## SELECTED TEXT:
In order to understand how these perspectives fit
into the American debate, this essay examines their
origins in the diverse experiences of whites and
blacks. The central argument here is that affirmative
action policies have forced a sharp confrontation
between two core American values: egalitarianism and
individualism. It is the egalitarian element in the
American Creed that created the consensus behind the
civil rights revolution of the past 30 years. But the
more recent focus of the civil rights movement, with
its emphasis on substantive equality and preferential
treatment, forced the country up against the
individualistic, achievement-oriented element in the
Creed. As a result, the consensus has been broken.
Most Americans make a critical distinction between
compensatory action and preferential treatment.
Compensatory action involves measures to help
disadvantaged groups catch up to the standards of
competition set by the larger society -- examples
include Head Start and other education programs,
federal college aid, job training, community
development. Preferential treatment involves
suspending those standards -- adopting quotas or other
devices that favor citizens on the basis of their
membership in groups rather than on the basis of merit.
While most Americans support the former, public opinion
polls show that majorities of blacks and whites
consistently oppose the latter.

## RECORDED DATA:
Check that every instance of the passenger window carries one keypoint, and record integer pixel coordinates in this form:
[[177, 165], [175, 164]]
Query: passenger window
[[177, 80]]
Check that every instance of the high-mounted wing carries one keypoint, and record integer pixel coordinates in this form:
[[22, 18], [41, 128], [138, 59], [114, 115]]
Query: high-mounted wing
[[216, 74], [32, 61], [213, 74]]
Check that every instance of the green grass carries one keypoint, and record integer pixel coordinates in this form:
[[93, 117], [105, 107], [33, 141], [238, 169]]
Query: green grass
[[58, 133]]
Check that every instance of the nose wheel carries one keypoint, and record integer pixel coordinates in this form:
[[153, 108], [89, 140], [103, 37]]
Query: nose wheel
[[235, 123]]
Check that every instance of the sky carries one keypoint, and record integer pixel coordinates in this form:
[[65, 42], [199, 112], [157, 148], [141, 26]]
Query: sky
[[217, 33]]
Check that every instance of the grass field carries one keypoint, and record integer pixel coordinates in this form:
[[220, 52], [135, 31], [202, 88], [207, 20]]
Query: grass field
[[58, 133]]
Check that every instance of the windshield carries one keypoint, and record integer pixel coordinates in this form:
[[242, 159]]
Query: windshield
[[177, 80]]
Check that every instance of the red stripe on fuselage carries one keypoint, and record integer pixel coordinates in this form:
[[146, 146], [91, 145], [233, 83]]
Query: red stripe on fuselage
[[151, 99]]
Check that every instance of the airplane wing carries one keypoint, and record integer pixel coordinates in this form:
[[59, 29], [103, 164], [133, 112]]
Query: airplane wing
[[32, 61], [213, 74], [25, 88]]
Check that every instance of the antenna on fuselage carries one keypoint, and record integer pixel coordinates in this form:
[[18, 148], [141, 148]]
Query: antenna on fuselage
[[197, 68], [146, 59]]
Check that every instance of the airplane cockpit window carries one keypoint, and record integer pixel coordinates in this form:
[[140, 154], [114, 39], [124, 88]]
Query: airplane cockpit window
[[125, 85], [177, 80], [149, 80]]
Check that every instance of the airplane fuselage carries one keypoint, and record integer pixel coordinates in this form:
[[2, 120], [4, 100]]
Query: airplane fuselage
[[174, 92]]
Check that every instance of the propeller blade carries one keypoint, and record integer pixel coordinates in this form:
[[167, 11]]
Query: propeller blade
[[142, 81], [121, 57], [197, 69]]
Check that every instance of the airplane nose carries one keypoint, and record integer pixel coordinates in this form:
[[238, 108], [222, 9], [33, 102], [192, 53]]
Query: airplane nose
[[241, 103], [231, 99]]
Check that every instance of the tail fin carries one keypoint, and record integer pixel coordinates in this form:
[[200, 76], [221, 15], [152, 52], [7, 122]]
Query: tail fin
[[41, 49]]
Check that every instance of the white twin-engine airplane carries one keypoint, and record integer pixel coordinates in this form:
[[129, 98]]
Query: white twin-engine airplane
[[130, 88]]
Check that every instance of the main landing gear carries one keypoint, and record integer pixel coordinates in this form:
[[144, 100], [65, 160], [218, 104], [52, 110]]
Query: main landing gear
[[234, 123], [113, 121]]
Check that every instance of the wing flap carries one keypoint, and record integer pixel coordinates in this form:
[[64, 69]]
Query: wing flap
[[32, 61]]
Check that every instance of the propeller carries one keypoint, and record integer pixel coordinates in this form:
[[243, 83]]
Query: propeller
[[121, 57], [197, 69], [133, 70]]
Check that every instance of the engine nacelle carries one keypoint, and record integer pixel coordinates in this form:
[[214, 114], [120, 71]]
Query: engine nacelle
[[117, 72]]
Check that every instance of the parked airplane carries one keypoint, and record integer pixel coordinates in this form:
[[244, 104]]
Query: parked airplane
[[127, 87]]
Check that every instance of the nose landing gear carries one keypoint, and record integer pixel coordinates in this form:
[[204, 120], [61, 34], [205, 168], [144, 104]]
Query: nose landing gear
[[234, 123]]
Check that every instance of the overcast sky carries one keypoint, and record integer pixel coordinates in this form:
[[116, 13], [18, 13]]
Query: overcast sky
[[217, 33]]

## REQUIREMENT 1:
Please set down the stretch of the affirmative action passage from "Compensatory action involves" through "oppose the latter." word for word.
## REQUIREMENT 2:
Repeat the stretch of the listing from its start through the line containing "[[216, 74], [32, 61], [213, 74]]", keeping every line in place. Move each answer coordinate by adding 77 to every number.

## TASK OUTPUT 1:
Compensatory action involves measures to help
disadvantaged groups catch up to the standards of
competition set by the larger society -- examples
include Head Start and other education programs,
federal college aid, job training, community
development. Preferential treatment involves
suspending those standards -- adopting quotas or other
devices that favor citizens on the basis of their
membership in groups rather than on the basis of merit.
While most Americans support the former, public opinion
polls show that majorities of blacks and whites
consistently oppose the latter.

## TASK OUTPUT 2:
Check that every instance of the passenger window carries one keypoint, and record integer pixel coordinates in this form:
[[177, 165], [175, 164]]
Query: passenger window
[[254, 157]]
Check that every instance of the high-mounted wing carries one keypoint, and record integer pixel coordinates in this form:
[[22, 18], [41, 128], [138, 59], [114, 115]]
Query: high-mounted wing
[[293, 151], [109, 138], [290, 151]]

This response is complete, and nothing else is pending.